→ **Stated problem**
Count the lines in the records below that contain the string "query". Report only the number.

======== Data listing ========

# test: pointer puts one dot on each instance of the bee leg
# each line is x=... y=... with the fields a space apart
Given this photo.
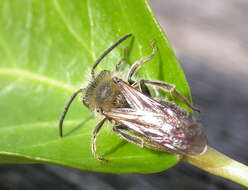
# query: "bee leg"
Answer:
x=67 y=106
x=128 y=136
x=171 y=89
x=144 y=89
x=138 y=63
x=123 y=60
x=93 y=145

========
======== Data listing ========

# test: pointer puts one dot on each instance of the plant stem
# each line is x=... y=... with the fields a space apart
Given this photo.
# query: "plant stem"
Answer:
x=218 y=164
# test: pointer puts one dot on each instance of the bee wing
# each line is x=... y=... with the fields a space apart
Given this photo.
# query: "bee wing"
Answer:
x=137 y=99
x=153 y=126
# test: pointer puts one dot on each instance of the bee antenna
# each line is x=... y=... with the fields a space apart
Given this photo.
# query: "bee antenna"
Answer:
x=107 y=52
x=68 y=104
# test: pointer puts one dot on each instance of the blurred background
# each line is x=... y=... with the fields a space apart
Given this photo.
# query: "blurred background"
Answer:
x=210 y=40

========

→ **Exercise answer**
5